- Opening Delimiter -

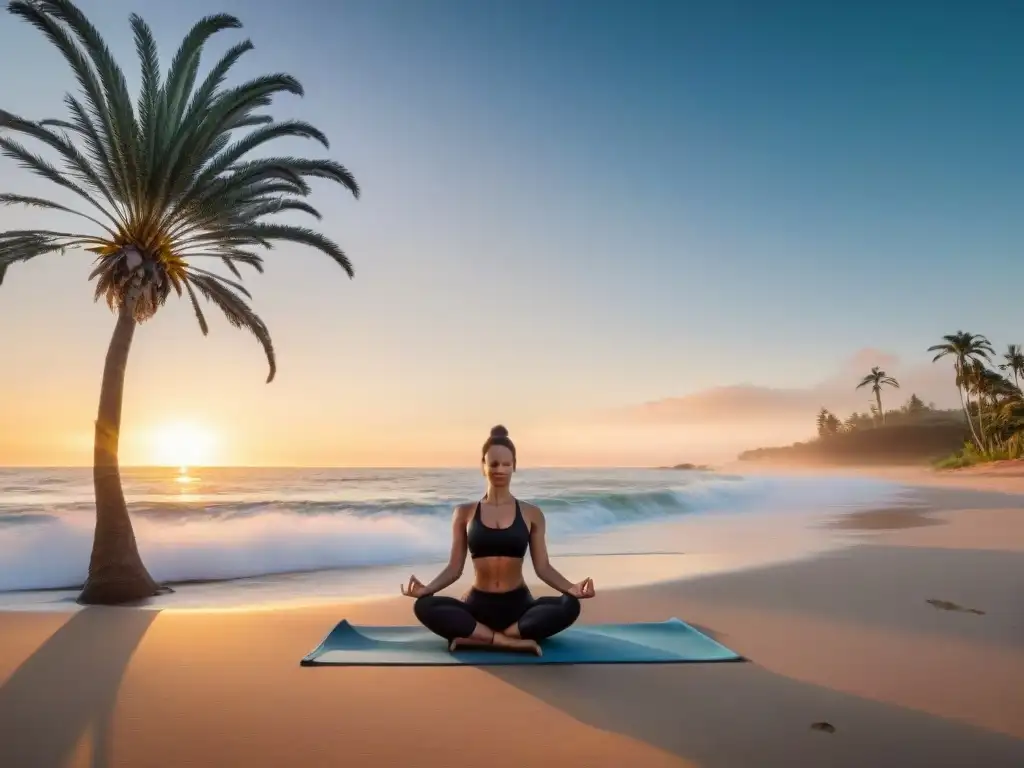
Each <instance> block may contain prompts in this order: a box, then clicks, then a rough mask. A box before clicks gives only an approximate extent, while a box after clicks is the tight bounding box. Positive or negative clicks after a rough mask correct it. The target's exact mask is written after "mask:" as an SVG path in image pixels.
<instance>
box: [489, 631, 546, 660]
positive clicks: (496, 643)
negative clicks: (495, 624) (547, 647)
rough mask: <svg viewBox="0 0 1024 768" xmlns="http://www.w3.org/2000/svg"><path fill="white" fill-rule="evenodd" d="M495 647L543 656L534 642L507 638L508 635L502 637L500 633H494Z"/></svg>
mask: <svg viewBox="0 0 1024 768" xmlns="http://www.w3.org/2000/svg"><path fill="white" fill-rule="evenodd" d="M495 646H497V647H499V648H504V649H507V650H517V651H522V652H524V653H536V654H537V655H539V656H540V655H543V651H542V650H541V646H540V645H538V644H537V641H536V640H523V639H522V638H521V637H509V636H508V635H503V634H502V633H501V632H496V633H495Z"/></svg>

- Closing Delimiter -

What is required >>
Go through the records line by line, and copy each line that holds the string "instance".

Your response >>
Each <instance> block may contain prompts in this order: a box, then clicks, then a rough mask. A box before clicks gives only an approximate extent, while a box after clicks is the tight bounding box. Positive or negative clicks after a rough mask correct it. The target's exact mask is written after "mask:" as an SVG path in image pixels.
<instance>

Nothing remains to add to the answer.